→ **Task objective**: The expected answer is all of the entries, written out exactly.

→ **Data**:

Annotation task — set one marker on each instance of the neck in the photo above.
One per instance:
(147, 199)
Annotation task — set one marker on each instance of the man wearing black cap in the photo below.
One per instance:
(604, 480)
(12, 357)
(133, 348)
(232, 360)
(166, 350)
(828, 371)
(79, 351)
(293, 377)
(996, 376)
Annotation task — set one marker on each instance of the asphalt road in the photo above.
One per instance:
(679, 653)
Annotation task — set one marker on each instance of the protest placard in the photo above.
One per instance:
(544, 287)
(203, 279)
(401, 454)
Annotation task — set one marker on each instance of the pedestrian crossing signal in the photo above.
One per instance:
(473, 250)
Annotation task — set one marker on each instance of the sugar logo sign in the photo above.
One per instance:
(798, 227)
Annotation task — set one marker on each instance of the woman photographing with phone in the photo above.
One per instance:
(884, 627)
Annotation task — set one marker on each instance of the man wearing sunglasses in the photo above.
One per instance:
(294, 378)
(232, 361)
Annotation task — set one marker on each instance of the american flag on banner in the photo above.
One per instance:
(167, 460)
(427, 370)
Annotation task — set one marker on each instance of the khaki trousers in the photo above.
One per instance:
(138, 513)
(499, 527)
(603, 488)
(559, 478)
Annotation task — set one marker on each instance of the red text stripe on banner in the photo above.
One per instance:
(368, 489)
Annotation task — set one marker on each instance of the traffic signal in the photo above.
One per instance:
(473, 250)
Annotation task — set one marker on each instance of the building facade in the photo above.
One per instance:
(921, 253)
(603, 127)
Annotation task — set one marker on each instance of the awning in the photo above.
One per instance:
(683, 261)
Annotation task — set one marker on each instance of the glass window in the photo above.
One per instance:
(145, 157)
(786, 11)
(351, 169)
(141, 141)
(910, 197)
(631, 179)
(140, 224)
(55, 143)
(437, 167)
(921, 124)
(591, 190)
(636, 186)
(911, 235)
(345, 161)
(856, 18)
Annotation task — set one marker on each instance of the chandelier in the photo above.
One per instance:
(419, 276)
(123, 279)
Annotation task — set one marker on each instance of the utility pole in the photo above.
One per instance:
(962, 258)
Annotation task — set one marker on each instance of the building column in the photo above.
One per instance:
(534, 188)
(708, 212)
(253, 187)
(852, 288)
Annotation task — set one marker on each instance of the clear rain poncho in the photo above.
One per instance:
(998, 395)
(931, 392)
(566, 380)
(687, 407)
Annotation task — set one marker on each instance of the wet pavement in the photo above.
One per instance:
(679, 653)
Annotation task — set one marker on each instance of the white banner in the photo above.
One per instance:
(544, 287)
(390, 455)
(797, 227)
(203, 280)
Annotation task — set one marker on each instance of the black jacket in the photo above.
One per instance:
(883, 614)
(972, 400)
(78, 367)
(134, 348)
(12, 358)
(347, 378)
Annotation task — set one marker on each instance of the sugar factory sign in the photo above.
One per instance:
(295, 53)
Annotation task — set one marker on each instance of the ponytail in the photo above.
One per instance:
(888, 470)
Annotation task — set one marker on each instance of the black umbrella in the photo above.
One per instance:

→ **Task solution**:
Annotation task — set one marker on each instance of the neck in the photo above.
One per instance:
(147, 199)
Annotation task — set one marker on each instance of the man wearing black cap in the photo below.
One per instance:
(604, 480)
(12, 357)
(133, 348)
(232, 360)
(166, 350)
(828, 371)
(79, 351)
(293, 377)
(996, 376)
Annotation task — set one marker on each instance of the asphalt road in the photo above.
One per instance:
(679, 653)
Annotation task — set one marker on each instance of the protest placard in the photo above.
One per instance:
(544, 287)
(203, 279)
(401, 454)
Annotation task — set one marker on each instance of the pedestrian crossing signal in the photo above.
One per instance:
(473, 250)
Annotation task — set one marker on each instance of the sugar logo sign in the photo above.
One per instance:
(798, 227)
Annotation task — set one marker on each instance of the woman photographing with phone in the photo above.
One per instance:
(884, 627)
Annotation task — set one marker on each instance of the man wearing sunglasses in the photo above.
One per instance:
(294, 378)
(232, 361)
Annotation task — set one marker on each instance of the american flag on banner in the photo above.
One per instance:
(167, 460)
(427, 370)
Annotation task — set one marker on each instance of the khaki trousers in the photo above.
One per instance:
(138, 513)
(499, 527)
(603, 488)
(559, 478)
Annotation task — set one marker on each instance of the red text stripe on banner in the photo above.
One per instance:
(368, 489)
Annotation task — set one marker on each instance of the traffic signal in the photo above.
One per instance:
(473, 250)
Annotation task — set one marker on each instance of the building facade in the photo above.
One per instance:
(921, 253)
(603, 127)
Annotation task — set one marker on each instance of the awning in the photo above.
One per instance:
(683, 261)
Annotation task — set one marker on each instance of the glass window in the photo above.
One per instance:
(145, 157)
(786, 11)
(351, 169)
(141, 141)
(910, 197)
(631, 179)
(140, 224)
(55, 143)
(437, 167)
(921, 124)
(591, 190)
(636, 186)
(911, 235)
(345, 161)
(856, 18)
Annotation task — set one marker on each instance of the chandelier in the photo above.
One per instance:
(419, 276)
(123, 279)
Annotation task — set one marker on each instance of the utility pole in the photo above.
One per instance:
(962, 258)
Annotation task — set one marker on each instance of the building column in the photo above.
One per instance:
(534, 188)
(708, 212)
(253, 187)
(852, 288)
Annotation task — set one marker on each instance of the clear rain poncho in the photo above.
One per instance:
(998, 395)
(931, 392)
(566, 380)
(687, 407)
Annotation task — set one marker on each instance of the wet pavement in the photo above.
One per instance:
(679, 653)
Annotation task — set one marker on each instance of the white banner in the photo above.
One per instance:
(544, 287)
(390, 455)
(797, 227)
(203, 280)
Annotation task — set one marker on each instance of the black jacket in the photo above.
One per instance:
(883, 614)
(972, 400)
(78, 367)
(134, 348)
(12, 358)
(347, 378)
Annotation task — set one marker on each instance of the sugar factory sign in the photo above.
One per instance:
(295, 53)
Annotation task — set one marker on each instance of the ponytail in the photo above.
One per instance:
(888, 470)
Annotation task — set one marker on each instance of the black umbrella in the photo above.
One per instance:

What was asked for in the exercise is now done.